(Page):
____________
CSCI 4302 - Lab0 - Manipulation

The goal of this lab is to understand the architecture and key data structures in Webots and how to access them from Python. You will augment a manipulating arm with a 3D camera and implement a simple state machine in Python to grasp a can using a distance sensor.

Specific goals:

  • understand the Webots timestep
  • understand Webots simulation speed
  • discover the Webots Python API
  • learn how to setup an external controller
  • search pertinent information in a sensor datasheet


Webots is available as binary for Windows, Linux and Mac from You will need to install a python interpreter and setup Webots to use it. You can set the Python interpreter that Webots actually uses in “Webots -> Preferences”. This is important if you have multiple installations of Python on your machine. Make sure you inclue the full path. This will allow you to run Python scripts in the built-in IDE. We will use an external controller for most of this class.


Use “Open Sample World” from the File menu, select “robots” and then “Universal Robots”. You should see a factory with a UR3, a UR5 and a UR10 picking up Coca Cola cans.
____________
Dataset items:
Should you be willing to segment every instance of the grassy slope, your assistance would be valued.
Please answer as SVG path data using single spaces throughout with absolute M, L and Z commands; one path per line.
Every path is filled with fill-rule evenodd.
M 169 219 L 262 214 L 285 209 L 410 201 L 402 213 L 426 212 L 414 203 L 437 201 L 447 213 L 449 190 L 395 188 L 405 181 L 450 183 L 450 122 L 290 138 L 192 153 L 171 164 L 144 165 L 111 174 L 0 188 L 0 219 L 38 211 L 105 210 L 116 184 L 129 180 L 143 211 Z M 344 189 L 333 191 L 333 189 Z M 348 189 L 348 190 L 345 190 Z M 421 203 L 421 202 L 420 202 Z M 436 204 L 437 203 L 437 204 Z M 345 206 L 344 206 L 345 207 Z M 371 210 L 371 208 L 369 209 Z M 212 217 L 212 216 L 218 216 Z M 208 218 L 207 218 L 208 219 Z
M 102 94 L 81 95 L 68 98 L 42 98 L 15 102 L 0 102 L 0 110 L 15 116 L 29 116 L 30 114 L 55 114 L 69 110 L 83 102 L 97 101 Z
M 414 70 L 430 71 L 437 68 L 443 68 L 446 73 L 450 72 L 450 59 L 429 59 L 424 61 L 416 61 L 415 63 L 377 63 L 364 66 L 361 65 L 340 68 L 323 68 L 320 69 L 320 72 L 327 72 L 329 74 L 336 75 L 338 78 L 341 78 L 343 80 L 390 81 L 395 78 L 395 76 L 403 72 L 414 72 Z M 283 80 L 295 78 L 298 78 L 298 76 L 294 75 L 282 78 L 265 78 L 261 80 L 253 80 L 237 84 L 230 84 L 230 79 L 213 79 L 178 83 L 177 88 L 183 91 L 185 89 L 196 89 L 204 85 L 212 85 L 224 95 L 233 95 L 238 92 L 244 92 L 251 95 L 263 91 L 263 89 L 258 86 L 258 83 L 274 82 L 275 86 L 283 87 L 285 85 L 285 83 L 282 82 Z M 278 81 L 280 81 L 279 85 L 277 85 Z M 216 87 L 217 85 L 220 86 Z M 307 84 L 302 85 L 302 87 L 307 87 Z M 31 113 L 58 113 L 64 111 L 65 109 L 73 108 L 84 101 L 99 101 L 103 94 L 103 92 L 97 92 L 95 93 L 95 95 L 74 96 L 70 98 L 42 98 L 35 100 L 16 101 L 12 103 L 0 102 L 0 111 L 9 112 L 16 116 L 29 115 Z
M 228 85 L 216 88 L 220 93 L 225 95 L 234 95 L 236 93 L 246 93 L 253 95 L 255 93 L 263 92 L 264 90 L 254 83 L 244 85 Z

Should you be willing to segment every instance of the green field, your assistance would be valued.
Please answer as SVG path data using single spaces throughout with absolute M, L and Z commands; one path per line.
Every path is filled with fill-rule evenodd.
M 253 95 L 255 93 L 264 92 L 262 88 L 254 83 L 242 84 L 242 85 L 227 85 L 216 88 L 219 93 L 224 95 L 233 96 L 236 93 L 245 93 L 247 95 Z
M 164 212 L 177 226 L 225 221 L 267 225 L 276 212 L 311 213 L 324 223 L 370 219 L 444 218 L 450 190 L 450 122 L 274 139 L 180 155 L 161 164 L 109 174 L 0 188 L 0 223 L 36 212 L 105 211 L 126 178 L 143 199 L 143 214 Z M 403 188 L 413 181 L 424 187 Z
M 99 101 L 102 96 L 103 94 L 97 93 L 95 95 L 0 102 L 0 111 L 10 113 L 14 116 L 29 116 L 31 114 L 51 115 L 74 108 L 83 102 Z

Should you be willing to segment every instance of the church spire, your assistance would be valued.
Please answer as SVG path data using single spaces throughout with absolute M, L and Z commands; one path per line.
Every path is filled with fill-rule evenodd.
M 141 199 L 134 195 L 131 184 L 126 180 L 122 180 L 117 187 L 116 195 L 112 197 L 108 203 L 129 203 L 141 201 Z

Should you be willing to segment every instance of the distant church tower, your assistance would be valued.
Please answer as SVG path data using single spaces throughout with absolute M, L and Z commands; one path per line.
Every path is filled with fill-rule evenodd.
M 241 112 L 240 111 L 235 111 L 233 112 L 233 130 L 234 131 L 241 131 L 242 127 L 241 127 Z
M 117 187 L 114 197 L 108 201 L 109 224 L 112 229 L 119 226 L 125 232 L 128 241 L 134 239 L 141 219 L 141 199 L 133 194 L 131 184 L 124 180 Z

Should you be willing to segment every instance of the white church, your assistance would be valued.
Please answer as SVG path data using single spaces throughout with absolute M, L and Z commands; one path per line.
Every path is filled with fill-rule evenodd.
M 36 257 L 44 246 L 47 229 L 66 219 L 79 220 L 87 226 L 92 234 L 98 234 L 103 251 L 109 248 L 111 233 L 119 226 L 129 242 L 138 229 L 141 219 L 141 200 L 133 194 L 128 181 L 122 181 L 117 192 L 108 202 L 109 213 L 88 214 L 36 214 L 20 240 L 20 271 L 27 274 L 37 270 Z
____________
(What is required): List every specific goal that the lab page gives in its bulleted list.

(Right answer):
- understand the Webots timestep
- understand Webots simulation speed
- discover the Webots Python API
- learn how to setup an external controller
- search pertinent information in a sensor datasheet